[Object position labeling entries]
--------------------------------------------------

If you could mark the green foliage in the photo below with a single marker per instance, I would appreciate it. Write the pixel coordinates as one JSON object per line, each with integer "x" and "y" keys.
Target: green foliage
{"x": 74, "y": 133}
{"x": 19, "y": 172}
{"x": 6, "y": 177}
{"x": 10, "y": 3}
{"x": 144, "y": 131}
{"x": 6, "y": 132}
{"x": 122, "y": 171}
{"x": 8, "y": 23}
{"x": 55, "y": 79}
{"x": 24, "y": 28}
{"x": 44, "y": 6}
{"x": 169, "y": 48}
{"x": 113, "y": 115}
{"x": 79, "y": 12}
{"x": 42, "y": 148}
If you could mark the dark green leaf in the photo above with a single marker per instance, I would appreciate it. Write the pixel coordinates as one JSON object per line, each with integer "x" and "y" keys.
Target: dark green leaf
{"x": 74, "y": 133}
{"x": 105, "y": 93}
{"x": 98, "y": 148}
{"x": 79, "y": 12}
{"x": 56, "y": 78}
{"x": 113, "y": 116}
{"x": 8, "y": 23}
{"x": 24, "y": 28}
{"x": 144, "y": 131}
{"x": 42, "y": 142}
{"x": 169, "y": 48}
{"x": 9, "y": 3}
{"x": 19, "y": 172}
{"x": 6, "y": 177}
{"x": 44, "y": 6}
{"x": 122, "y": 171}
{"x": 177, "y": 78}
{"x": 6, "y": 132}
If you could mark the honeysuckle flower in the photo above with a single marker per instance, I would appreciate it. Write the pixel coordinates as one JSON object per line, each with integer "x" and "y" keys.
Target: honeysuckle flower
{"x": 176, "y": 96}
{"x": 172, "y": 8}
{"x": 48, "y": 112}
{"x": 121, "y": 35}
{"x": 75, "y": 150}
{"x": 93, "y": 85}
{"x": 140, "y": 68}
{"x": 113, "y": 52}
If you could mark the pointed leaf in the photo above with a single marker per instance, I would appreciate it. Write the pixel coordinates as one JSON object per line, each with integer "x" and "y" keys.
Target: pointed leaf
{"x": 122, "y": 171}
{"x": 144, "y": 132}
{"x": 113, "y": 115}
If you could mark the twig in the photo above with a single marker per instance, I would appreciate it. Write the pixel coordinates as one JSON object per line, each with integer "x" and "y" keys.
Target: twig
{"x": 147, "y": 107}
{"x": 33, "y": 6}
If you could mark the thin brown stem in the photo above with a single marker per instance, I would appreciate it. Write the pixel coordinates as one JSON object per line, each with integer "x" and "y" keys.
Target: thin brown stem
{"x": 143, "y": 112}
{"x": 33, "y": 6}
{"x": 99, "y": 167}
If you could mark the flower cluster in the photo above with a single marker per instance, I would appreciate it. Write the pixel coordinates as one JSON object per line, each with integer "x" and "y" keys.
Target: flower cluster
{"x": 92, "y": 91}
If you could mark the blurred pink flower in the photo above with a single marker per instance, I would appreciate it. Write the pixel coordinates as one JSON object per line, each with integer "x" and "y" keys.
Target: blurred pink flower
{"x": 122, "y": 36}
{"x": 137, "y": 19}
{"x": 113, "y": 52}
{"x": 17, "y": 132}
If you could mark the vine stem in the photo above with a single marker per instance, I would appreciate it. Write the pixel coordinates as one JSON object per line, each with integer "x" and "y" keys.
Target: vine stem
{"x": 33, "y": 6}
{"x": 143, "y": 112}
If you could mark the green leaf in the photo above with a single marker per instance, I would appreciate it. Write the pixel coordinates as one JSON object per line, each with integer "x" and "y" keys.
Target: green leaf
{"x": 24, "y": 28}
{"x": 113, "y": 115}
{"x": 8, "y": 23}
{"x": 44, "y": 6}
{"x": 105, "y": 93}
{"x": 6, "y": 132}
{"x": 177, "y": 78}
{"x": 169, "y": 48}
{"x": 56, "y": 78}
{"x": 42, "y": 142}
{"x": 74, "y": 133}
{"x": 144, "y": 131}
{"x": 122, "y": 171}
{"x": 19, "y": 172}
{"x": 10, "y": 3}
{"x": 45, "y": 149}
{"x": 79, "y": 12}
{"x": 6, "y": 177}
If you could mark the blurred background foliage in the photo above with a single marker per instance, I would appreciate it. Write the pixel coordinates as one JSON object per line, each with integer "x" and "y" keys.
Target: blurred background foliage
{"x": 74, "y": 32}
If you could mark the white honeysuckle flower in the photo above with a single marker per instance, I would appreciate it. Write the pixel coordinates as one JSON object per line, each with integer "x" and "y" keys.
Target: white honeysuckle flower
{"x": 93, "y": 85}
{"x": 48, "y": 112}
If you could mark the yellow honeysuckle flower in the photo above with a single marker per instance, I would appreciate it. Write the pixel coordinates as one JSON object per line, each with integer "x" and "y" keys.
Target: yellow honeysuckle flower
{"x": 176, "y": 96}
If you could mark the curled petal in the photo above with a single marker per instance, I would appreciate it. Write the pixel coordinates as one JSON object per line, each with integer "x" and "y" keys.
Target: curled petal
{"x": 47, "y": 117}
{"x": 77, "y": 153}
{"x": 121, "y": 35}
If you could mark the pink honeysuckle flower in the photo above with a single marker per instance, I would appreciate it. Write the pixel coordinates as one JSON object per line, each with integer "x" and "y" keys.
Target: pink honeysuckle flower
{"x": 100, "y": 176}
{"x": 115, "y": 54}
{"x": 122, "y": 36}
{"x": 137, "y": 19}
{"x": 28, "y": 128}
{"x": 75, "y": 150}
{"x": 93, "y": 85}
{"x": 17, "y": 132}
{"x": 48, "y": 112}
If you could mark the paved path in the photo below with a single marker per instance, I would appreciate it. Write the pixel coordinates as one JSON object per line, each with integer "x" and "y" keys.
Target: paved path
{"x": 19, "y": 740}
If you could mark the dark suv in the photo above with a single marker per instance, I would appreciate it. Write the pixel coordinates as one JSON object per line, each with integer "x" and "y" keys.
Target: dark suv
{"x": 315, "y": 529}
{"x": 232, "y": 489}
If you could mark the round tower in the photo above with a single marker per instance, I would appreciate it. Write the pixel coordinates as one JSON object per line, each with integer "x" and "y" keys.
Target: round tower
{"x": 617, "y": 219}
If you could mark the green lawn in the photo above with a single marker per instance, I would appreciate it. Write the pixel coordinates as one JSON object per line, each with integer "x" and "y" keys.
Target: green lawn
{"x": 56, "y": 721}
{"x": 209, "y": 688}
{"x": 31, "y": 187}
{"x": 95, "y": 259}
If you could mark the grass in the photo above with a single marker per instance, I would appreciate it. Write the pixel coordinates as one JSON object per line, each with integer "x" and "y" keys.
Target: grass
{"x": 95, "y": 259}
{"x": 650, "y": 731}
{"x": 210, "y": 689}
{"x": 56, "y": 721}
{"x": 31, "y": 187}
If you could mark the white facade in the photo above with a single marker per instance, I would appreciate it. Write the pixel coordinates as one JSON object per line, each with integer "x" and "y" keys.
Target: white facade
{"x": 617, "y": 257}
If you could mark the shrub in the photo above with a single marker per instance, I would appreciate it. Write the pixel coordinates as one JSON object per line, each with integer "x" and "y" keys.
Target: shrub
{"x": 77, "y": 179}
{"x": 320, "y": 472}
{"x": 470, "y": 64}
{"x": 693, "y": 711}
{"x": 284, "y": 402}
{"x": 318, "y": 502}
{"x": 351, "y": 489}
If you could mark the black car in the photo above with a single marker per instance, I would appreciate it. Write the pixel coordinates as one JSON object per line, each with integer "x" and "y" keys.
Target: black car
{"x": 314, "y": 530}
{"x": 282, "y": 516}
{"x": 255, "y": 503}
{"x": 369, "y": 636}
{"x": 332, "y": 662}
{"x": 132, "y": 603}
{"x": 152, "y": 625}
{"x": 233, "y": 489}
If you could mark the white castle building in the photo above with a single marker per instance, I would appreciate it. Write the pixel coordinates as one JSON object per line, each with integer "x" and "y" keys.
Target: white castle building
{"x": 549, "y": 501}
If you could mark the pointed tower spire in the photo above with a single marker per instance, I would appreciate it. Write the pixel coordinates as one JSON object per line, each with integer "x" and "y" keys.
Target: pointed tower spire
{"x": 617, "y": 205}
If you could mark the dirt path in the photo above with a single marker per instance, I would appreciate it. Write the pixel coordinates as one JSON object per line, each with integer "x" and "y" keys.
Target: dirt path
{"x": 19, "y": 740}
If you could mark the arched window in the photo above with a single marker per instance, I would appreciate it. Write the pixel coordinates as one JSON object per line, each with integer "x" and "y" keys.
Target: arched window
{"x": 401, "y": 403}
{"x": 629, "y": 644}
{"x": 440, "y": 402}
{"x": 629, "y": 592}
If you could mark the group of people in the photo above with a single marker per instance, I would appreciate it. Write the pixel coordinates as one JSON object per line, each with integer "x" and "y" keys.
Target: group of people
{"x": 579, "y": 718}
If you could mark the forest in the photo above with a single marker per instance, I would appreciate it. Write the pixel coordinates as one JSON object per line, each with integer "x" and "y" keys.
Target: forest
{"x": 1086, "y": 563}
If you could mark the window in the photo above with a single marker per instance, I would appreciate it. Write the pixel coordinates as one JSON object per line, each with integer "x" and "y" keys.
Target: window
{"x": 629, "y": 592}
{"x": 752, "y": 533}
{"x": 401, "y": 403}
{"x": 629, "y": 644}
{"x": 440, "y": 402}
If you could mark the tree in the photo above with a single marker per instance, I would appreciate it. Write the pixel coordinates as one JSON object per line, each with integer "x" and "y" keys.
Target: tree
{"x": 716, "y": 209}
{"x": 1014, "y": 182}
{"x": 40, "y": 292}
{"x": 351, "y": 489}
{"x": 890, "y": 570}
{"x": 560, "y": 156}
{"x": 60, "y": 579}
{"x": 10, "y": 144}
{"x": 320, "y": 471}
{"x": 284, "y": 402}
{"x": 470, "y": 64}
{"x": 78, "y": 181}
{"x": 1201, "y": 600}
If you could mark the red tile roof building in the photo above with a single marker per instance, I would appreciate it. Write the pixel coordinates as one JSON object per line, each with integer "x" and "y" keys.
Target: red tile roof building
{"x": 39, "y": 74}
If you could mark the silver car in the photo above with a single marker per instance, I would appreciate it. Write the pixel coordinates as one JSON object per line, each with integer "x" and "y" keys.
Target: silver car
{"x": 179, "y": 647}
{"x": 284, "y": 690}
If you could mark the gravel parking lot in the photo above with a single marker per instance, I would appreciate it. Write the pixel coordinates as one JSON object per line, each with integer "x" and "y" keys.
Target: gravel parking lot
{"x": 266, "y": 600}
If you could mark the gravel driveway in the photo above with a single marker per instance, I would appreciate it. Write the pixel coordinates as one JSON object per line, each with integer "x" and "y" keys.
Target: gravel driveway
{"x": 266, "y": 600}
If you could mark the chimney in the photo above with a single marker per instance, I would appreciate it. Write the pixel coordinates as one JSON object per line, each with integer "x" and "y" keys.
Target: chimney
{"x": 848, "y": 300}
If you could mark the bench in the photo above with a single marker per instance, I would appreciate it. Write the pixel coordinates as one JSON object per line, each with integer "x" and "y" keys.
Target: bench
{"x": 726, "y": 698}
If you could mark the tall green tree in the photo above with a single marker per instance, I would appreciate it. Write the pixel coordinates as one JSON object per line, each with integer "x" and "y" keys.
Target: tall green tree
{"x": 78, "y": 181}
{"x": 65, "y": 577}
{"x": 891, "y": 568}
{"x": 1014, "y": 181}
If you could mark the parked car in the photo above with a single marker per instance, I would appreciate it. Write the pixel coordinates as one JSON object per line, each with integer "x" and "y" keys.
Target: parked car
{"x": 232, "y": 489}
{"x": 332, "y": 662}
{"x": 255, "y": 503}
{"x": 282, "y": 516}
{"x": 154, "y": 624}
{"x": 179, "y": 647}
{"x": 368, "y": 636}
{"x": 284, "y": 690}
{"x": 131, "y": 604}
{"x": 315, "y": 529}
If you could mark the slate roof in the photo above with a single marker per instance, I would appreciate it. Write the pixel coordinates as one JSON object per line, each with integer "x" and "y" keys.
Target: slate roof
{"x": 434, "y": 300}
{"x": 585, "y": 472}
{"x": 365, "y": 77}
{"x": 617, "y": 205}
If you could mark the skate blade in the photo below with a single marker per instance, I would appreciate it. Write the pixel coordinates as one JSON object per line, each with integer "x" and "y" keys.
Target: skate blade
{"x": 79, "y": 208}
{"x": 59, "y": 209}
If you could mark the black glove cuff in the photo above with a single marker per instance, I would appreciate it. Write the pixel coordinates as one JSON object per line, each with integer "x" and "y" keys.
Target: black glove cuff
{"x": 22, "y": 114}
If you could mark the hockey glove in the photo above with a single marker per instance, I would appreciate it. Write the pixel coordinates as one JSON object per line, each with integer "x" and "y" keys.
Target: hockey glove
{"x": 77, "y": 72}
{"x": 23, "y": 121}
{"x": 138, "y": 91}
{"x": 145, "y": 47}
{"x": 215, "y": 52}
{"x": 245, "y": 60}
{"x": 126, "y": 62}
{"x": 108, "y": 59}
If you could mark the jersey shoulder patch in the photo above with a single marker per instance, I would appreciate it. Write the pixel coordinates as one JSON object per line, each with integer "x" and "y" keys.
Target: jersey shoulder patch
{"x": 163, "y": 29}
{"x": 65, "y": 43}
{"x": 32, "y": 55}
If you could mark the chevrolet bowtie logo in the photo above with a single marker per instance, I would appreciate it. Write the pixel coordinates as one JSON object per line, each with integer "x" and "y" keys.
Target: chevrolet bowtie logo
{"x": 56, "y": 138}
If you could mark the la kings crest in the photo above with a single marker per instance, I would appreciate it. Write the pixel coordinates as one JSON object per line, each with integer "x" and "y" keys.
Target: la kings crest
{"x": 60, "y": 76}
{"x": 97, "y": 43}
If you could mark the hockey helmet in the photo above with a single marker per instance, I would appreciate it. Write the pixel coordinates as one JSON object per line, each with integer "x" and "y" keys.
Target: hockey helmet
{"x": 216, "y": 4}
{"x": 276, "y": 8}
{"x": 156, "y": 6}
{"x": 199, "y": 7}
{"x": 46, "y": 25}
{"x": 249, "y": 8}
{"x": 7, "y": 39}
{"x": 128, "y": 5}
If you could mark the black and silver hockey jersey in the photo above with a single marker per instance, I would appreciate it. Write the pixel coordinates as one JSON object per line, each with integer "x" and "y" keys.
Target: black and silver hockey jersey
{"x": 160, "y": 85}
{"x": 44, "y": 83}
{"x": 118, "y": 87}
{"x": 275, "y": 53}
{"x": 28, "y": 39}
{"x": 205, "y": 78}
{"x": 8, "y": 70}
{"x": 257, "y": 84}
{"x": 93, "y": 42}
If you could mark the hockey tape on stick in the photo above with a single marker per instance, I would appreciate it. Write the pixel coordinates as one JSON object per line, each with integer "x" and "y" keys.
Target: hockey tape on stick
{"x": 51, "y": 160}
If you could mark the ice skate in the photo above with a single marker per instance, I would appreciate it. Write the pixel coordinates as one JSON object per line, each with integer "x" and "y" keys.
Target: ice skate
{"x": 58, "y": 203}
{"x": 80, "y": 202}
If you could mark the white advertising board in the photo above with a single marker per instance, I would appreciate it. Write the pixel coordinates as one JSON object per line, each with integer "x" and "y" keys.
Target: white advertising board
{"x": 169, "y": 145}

--------------------------------------------------

*What to work on*. Copy out exactly the lines between the line with "If you could mark the ice" and the last line of the entries, counting both of those lines.

*Response to this exercise*.
If you could mark the ice skate in the photo above with a single marker per instance, I would appreciate it. Write the pixel coordinates as one JSON object per line, each with integer "x" and "y" keys.
Target: ice skate
{"x": 58, "y": 203}
{"x": 80, "y": 202}
If you could mark the white advertising board in the photo above with a single marker per instance, I would appreciate it. Write the pixel coordinates as one JSON object per line, each with integer "x" and "y" keys.
Target: white advertising board
{"x": 169, "y": 145}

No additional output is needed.